- Problem statement: Decide whether each statement below agrees with the memetic motif-finding abstract, answering yes or no and quoting the words of the abstract that settle it: (a) MaMotif was implemented in C++. (b) In the simulation, MaMotif ran 16 times faster than the expectation maximization method. (c) The test data included transmembrane protein sequences.

- Document section:
+ + + + +

Memetic algorithms for de novo motif-finding in biomedical sequences

  • Authors:
  • Chengpeng Bi

  • Affiliations:
  • Bioinformatics and Intelligent Computing Lab, Division of Clinical Pharmacology, Children's Mercy Hospitals and Clinics, Kansas City, MO 64108, USA and School of Medicine, School of Computing and ...

  • Venue:
  • Artificial Intelligence in Medicine
  • Year:
  • 2012

Quantified Score

Hi-index 0.00

Visualization

Abstract

Objectives: The objectives of this study are to design and implement a new memetic algorithm for de novo motif discovery, which is then applied to detect important signals hidden in various biomedical molecular sequences. Methods and materials: In this paper, memetic algorithms are developed and tested in de novo motif-finding problems. Several strategies in the algorithm design are employed that are to not only efficiently explore the multiple sequence local alignment space, but also effectively uncover the molecular signals. As a result, there are a number of key features in the implementation of the memetic motif-finding algorithm (MaMotif), including a chromosome replacement operator, a chromosome alteration-aware local search operator, a truncated local search strategy, and a stochastic operation of local search imposed on individual learning. To test the new algorithm, we compare MaMotif with a few of other similar algorithms using simulated and experimental data including genomic DNA, primary microRNA sequences (let-7 family), and transmembrane protein sequences. Results: The new memetic motif-finding algorithm is successfully implemented in C++, and exhaustively tested with various simulated and real biological sequences. In the simulation, it shows that MaMotif is the most time-efficient algorithm compared with others, that is, it runs 2 times faster than the expectation maximization (EM) method and 16 times faster than the genetic algorithm-based EM hybrid. In both simulated and experimental testing, results show that the new algorithm is compared favorably or superior to other algorithms. Notably, MaMotif is able to successfully discover the transcription factors' binding sites in the chromatin immunoprecipitation followed by massively parallel sequencing (ChIP-Seq) data, correctly uncover the RNA splicing signals in gene expression, and precisely find the highly conserved helix motif in the transmembrane protein sequences, as well as rightly detect the palindromic segments in the primary microRNA sequences. Conclusions: The memetic motif-finding algorithm is effectively designed and implemented, and its applications demonstrate it is not only time-efficient, but also exhibits excellent performance while compared with other popular algorithms.

+ + + + +

Dataset items
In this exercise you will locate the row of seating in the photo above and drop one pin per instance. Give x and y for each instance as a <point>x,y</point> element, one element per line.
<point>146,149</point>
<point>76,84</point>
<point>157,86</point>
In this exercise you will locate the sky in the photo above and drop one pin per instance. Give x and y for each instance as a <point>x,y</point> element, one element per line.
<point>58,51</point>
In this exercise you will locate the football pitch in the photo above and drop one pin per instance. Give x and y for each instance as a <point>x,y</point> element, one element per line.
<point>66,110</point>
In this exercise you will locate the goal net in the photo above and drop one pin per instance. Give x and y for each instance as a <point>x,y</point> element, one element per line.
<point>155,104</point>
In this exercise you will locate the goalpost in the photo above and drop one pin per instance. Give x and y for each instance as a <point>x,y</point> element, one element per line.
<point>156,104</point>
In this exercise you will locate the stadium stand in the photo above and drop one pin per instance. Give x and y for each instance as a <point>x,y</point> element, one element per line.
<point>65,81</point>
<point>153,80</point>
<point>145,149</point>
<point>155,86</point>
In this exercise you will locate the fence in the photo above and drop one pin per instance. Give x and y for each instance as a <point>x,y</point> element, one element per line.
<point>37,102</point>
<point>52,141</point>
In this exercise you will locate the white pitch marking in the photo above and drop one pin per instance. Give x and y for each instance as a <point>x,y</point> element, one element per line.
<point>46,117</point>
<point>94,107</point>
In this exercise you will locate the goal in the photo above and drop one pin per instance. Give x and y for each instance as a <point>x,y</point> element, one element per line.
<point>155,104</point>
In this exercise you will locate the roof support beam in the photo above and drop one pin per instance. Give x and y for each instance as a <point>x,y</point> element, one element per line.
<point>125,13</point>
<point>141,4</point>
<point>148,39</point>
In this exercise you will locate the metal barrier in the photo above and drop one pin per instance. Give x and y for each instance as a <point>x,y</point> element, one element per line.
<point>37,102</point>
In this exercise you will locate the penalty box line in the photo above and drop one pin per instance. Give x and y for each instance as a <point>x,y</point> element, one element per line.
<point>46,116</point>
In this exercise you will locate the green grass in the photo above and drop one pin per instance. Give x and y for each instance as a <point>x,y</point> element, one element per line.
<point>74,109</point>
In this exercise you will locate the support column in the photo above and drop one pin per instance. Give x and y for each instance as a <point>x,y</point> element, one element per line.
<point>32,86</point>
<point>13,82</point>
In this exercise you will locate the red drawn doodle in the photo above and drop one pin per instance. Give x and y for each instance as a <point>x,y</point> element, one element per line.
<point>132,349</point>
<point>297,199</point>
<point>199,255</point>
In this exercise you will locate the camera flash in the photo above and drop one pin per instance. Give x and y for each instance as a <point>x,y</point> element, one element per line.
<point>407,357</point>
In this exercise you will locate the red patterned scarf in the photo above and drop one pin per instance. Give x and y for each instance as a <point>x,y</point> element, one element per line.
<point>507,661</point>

+ + + + +

- Solution for this problem:
(a) Yes: "The new memetic motif-finding algorithm is successfully implemented in C++"
(b) No: "it runs 2 times faster than the expectation maximization (EM) method and 16 times faster than the genetic algorithm-based EM hybrid"
(c) Yes: "simulated and experimental data including genomic DNA, primary microRNA sequences (let-7 family), and transmembrane protein sequences"